Labeled-object pointing data
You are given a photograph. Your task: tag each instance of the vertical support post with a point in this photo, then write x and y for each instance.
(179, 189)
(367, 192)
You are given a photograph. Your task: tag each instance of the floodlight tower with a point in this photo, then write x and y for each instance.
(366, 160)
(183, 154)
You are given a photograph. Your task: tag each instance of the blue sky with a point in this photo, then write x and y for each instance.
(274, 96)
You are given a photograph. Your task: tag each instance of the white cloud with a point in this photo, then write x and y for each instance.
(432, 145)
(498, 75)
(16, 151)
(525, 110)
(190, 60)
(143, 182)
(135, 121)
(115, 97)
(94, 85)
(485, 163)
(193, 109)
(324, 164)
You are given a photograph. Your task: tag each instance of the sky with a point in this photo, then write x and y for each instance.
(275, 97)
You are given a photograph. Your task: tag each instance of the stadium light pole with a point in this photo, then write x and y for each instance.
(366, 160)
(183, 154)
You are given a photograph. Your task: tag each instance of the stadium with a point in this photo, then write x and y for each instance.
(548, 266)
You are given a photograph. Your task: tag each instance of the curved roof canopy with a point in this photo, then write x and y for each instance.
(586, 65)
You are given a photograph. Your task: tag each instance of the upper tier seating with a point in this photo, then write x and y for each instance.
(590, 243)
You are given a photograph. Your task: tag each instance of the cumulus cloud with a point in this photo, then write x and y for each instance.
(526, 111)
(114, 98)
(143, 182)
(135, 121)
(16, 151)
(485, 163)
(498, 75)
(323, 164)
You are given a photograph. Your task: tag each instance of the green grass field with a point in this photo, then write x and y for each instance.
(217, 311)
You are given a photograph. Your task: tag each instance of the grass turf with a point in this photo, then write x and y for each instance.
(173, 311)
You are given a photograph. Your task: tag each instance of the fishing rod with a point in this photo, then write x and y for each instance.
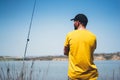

● **Directions for this task**: Rewrite all of the data above with each "photograph" changed to "image" and everything else left as it is, and leave the pictures out of your answer.

● **Exercise solution**:
You are given a image. Your task: tag each instance of the vertical support post with a point in this photo, then write x and y for each instance.
(179, 189)
(367, 192)
You are given a image. Your task: tag each instance of the floodlight tower with a point in this photo, then write x and y for each instance.
(366, 160)
(183, 154)
You are given a image. Your task: tag each instance of the blue sky with a point in this photo, then write x and y for each instance.
(274, 96)
You are given a image. Your task: tag each instance of the white cloud with a point in this photo, then write x and y for each instance.
(432, 145)
(498, 75)
(16, 151)
(525, 110)
(190, 60)
(143, 182)
(135, 121)
(115, 97)
(94, 85)
(485, 163)
(193, 109)
(324, 164)
You are given a image. Your task: tag each instance of the sky with a point in this photo, then write x and y for each instance.
(275, 97)
You are given a image. Your task: tag each instance of the stadium light pole with a point in this photo, then write x and y for each instance.
(366, 160)
(183, 154)
You are given a image. Your task: tag each instance of the stadium with a point in this photo, then write x and y for each instance.
(548, 266)
You are given a image. Your task: tag each instance of the curved roof canopy with a point in this photo, then write x and y for each instance.
(586, 65)
You are given a image. Your task: tag each instance of the upper tier seating with a point in this photo, then write x and y for each instance.
(590, 243)
You are given a image. Your task: tag each instance of the cumulus cloud with a point in this photo, then write x and y for each instance.
(526, 111)
(114, 98)
(143, 182)
(135, 121)
(16, 151)
(485, 163)
(498, 75)
(323, 164)
You are given a image. Your task: tag each instance of the green grass field with a point in this photo, then write x and y for each instance.
(217, 311)
You are given a image. Your task: tag each instance of the grass turf with a point in this photo, then write x and y for each instance.
(173, 311)
You are given a image. Your task: tag each instance of the fishing rod with a point in this photo, then write x and y for each instance.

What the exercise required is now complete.